__SELECTED TEXT__
►

Having green, yellow, or thickened phlegm (sputum) does not always indicate the presence of an infection. Also, if an infection is present, the color of the phlegm (sputum) does not determine whether a virus, a bacterium or another pathogen has caused it. Simple allergies can also cause changes in the color of mucus.

==Description==
The best sputum samples contain very little saliva, as saliva contaminates the sample with oral bacteria. This is especially true for samples for laboratory testing in cytology or microbiology. Specimen adequacy is assessed by the laboratory technologists by examining a Gram stain or cytology stain of the sputum. More than 25 squamous epithelial cells at low power magnification exam under the microscope strongly suggest salivary contamination. Sputum samples have been used to quantify the degree of airway inflammation in human diseases such as asthma. Specifically, this work has demonstrated that a subgroup of severe asthma patients has airway inflammation that is resistant to treatment with corticosteroids.

◄

__ACTIVITY 1__
Retype the passage of the sputum text starting at "Having green, yellow, or" and ending at "color of mucus.".
__ACTIVITY 2__
Answer these questions from the sputum text:
(a) Besides infection, what can cause changes in the color of mucus?
(b) More than how many squamous epithelial cells at low power magnification strongly suggest salivary contamination?
(c) In a subgroup of severe asthma patients, airway inflammation is resistant to treatment with what?

__Stored data entries__

►

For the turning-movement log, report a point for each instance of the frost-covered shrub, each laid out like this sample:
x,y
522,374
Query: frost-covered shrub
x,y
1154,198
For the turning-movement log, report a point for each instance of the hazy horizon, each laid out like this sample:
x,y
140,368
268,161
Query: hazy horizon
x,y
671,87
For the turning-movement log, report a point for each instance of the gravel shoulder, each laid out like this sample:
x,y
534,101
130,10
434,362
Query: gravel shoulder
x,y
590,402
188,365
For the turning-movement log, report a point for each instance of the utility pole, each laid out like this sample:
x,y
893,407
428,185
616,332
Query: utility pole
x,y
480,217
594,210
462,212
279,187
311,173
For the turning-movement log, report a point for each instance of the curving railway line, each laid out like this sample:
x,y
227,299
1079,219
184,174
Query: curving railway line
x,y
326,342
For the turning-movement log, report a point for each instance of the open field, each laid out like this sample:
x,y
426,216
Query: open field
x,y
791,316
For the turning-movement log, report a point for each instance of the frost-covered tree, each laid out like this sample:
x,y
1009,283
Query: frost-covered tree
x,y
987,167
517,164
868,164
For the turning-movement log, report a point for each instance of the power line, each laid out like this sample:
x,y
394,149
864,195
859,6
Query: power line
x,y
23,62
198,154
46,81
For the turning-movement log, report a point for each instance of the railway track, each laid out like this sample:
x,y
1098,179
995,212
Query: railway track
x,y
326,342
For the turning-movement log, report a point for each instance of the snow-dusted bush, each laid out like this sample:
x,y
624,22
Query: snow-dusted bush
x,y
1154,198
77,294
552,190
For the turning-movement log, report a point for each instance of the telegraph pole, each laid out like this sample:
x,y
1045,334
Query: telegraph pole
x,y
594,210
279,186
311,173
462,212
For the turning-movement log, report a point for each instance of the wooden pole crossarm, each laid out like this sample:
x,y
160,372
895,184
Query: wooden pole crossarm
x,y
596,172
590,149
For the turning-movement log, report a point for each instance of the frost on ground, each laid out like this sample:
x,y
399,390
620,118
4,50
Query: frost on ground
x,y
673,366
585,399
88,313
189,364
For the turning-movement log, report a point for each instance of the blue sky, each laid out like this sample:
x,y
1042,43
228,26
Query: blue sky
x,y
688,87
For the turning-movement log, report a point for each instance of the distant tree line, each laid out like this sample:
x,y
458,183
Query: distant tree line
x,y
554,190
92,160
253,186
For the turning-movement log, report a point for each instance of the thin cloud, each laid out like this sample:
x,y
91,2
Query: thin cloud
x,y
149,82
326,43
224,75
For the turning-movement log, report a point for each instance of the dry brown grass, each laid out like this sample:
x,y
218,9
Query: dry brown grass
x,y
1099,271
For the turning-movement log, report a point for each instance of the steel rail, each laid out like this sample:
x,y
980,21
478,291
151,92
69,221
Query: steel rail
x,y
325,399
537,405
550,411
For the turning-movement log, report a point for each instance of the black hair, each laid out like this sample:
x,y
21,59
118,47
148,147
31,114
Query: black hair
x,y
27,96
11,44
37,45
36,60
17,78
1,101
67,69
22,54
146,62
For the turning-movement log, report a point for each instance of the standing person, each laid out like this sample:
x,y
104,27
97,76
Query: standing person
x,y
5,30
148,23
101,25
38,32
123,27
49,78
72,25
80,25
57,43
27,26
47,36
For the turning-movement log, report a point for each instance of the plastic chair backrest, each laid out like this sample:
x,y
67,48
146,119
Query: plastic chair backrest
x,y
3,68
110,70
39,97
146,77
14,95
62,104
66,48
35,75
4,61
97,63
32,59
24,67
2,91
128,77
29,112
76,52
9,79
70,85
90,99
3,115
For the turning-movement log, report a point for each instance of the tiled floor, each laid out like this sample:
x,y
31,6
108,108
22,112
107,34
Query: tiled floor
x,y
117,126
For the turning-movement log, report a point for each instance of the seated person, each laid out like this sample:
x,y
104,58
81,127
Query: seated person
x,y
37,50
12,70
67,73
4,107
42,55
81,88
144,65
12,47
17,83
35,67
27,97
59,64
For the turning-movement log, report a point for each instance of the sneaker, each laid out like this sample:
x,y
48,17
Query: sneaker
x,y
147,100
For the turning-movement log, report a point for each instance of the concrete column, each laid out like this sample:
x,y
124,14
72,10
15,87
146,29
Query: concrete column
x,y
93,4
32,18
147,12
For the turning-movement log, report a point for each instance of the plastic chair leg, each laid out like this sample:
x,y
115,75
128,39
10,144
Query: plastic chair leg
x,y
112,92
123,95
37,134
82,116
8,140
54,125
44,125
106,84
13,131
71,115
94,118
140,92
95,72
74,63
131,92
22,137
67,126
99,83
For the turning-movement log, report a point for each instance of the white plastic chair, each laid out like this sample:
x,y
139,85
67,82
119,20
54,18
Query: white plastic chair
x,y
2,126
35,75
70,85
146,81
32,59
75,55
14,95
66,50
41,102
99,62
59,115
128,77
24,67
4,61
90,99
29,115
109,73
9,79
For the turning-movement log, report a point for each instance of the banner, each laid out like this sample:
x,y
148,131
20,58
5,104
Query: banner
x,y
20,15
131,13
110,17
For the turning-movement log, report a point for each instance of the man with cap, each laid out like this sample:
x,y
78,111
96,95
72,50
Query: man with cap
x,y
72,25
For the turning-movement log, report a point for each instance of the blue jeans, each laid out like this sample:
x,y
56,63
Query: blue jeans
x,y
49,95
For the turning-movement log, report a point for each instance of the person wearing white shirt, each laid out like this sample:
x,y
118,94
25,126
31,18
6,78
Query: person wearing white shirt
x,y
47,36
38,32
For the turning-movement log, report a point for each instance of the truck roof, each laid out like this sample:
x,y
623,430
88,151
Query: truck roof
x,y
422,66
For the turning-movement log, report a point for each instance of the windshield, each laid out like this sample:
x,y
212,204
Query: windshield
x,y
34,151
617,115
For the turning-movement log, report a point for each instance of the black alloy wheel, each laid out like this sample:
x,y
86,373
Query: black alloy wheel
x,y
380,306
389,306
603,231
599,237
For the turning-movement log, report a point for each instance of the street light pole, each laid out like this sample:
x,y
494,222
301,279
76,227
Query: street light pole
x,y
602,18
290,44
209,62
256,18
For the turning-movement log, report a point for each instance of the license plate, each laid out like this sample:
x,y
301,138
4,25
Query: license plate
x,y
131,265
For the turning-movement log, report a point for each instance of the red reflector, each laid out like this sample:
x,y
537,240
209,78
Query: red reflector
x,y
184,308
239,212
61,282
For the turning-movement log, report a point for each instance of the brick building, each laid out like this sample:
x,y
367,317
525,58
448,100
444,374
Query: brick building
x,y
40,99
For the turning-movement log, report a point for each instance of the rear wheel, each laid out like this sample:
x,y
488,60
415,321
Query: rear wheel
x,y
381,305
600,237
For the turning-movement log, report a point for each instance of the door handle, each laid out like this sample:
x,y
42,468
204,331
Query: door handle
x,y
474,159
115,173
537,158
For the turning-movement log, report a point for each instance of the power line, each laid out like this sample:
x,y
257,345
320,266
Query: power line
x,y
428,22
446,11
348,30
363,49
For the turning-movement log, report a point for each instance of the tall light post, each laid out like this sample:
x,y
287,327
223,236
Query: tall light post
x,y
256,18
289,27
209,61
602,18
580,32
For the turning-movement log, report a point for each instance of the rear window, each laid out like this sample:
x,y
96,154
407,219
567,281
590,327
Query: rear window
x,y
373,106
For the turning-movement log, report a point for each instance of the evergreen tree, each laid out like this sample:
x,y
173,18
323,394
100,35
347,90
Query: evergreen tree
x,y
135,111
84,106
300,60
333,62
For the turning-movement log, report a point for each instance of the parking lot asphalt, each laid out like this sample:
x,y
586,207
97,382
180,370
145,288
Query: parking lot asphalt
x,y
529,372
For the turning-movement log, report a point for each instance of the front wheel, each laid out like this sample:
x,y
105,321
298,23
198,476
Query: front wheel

◄

__ANSWER SECTION 1__
Having green, yellow, or thickened phlegm (sputum) does not always indicate the presence of an infection. Also, if an infection is present, the color of the phlegm (sputum) does not determine whether a virus, a bacterium or another pathogen has caused it. Simple allergies can also cause changes in the color of mucus.

__ANSWER SECTION 2__
(a) Simple allergies
(b) More than 25
(c) Corticosteroids